Goal — Pick out every line of the entries below that contains the string "bird", and copy each such line unchanged.

>> Begin Given data

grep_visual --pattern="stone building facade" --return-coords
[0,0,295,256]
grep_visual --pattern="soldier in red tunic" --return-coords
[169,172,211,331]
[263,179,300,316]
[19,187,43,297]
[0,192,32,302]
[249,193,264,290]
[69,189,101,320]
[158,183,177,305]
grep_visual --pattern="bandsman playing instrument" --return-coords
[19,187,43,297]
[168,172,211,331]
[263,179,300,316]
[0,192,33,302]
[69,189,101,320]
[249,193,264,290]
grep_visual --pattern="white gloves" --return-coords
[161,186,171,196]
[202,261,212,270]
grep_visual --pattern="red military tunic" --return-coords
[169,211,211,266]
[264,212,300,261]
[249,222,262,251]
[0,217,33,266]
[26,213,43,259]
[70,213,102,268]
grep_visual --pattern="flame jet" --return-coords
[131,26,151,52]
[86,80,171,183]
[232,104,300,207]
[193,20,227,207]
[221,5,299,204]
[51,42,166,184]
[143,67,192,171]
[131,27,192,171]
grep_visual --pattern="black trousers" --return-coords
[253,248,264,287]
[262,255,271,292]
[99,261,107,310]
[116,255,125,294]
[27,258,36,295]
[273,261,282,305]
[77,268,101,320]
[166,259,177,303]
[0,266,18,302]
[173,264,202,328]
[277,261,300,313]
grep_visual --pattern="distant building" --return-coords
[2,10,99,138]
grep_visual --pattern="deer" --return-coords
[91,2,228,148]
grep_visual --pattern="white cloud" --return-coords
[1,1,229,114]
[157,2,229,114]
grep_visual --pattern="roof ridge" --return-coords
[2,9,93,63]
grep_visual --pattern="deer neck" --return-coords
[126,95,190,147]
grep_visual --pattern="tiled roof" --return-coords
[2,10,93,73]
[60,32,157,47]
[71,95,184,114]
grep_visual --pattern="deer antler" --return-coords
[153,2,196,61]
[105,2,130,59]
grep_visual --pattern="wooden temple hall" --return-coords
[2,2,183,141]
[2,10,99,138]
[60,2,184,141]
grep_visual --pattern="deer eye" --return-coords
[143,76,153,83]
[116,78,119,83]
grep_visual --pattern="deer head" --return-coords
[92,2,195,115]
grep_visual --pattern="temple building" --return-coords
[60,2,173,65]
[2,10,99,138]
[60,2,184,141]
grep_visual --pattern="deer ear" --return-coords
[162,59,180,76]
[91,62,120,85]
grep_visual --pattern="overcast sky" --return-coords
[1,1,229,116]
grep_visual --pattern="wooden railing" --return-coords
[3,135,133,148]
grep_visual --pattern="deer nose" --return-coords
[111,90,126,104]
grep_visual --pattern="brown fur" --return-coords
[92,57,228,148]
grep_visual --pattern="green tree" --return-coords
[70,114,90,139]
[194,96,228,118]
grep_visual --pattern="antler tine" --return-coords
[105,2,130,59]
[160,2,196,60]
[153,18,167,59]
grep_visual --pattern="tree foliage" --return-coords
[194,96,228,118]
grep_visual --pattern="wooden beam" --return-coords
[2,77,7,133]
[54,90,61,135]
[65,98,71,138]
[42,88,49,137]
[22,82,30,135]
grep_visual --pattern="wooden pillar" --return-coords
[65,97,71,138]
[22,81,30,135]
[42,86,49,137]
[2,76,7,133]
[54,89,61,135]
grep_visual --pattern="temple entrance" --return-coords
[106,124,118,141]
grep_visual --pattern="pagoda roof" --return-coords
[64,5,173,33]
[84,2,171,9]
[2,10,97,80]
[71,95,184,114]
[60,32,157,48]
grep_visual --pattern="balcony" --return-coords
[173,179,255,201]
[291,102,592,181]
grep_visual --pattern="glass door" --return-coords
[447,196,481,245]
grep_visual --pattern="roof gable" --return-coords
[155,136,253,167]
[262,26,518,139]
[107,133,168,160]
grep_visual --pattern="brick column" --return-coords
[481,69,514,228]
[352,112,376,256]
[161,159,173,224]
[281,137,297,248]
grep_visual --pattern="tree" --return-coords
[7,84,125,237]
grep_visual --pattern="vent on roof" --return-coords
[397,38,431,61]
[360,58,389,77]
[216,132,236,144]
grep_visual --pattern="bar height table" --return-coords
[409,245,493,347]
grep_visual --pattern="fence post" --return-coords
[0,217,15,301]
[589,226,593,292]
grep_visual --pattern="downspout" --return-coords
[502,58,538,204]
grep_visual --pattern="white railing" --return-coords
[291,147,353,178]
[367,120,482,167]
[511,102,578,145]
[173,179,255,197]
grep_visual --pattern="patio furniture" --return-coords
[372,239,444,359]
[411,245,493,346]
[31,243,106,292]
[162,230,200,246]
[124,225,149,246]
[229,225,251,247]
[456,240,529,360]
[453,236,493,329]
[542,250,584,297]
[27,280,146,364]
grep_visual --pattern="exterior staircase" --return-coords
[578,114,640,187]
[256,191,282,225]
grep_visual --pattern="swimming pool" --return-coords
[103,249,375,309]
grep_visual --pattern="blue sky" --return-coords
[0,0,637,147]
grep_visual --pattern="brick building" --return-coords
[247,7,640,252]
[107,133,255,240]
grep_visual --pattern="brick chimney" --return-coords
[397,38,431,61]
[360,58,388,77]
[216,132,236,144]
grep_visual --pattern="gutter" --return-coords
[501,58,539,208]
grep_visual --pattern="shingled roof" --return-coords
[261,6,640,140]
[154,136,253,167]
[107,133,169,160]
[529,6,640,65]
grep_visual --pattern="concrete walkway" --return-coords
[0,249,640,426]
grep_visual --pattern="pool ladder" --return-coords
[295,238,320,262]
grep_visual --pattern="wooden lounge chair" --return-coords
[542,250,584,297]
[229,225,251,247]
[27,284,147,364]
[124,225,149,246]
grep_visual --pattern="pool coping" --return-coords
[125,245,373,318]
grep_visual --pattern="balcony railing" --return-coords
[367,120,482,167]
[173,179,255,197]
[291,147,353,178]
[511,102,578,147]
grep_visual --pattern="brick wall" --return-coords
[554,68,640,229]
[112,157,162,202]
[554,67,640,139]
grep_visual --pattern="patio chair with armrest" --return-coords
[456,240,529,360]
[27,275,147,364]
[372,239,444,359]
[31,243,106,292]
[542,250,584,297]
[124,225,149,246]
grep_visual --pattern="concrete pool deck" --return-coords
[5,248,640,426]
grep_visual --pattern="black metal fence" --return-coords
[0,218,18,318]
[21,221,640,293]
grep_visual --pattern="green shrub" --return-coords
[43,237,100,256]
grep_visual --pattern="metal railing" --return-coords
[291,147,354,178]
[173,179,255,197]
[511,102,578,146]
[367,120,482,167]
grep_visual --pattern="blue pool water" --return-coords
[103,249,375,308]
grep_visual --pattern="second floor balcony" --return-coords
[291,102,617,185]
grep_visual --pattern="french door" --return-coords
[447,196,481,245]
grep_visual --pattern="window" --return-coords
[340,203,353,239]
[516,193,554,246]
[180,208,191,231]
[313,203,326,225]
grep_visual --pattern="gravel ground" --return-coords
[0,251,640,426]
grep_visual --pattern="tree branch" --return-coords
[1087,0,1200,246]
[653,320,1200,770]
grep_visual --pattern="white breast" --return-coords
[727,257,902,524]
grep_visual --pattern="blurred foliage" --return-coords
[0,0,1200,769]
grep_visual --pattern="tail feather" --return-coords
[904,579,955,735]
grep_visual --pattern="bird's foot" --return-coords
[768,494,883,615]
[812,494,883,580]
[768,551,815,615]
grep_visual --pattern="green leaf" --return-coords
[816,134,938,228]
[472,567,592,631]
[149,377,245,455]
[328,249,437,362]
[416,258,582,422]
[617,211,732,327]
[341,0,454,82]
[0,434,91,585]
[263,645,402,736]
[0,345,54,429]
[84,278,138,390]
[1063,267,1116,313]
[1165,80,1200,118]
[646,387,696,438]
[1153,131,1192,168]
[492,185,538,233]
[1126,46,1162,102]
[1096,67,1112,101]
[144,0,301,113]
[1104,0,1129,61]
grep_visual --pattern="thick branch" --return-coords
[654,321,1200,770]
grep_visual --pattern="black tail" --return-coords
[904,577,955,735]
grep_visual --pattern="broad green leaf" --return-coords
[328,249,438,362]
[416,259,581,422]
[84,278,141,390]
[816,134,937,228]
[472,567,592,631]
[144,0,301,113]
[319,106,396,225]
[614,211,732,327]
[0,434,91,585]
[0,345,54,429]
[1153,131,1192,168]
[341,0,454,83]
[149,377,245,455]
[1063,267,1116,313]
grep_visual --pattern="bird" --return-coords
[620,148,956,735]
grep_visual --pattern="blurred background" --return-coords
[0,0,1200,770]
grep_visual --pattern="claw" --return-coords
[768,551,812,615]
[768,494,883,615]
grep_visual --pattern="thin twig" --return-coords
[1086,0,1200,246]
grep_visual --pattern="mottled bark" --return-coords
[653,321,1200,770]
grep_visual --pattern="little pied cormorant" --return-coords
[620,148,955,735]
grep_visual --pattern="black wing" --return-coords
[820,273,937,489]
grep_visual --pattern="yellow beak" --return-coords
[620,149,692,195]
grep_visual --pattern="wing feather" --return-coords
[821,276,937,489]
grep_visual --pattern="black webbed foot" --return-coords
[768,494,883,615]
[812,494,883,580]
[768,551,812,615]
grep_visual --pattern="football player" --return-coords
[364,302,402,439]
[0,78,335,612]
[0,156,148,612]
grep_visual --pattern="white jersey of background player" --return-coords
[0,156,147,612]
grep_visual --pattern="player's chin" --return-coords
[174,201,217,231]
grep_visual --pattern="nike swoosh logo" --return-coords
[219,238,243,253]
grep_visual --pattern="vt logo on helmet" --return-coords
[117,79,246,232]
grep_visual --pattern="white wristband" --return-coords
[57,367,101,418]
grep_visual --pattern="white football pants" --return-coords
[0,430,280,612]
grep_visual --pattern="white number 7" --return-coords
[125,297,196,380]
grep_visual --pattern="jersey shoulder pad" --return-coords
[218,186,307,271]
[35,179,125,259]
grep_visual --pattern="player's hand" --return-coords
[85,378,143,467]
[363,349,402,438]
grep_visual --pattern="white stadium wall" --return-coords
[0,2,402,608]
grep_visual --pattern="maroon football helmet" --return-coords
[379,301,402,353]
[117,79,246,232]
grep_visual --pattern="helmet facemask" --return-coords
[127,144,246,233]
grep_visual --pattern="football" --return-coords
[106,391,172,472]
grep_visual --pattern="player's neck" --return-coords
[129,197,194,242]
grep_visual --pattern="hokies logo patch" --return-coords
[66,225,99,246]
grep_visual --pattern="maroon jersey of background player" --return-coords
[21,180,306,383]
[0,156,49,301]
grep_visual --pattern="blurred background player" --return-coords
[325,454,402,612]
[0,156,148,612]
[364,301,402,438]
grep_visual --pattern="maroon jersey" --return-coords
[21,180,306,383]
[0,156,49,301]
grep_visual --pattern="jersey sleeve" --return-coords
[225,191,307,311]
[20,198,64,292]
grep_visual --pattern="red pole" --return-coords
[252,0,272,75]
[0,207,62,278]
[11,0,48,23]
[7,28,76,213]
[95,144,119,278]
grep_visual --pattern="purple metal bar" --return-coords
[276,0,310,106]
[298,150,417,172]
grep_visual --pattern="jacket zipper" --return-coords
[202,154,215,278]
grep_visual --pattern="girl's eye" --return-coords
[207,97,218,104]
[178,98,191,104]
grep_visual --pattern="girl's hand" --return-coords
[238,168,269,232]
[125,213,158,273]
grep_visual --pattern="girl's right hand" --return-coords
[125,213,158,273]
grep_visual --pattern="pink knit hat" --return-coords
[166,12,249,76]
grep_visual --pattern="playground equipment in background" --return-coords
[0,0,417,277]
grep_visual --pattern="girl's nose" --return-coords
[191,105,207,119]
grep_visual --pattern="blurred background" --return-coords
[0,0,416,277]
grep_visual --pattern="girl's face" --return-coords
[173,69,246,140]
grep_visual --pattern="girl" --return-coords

>> End Given data

Reply to the exercise —
grep_visual --pattern="bird's foot" --return-coords
grep_visual --pattern="bird" --return-coords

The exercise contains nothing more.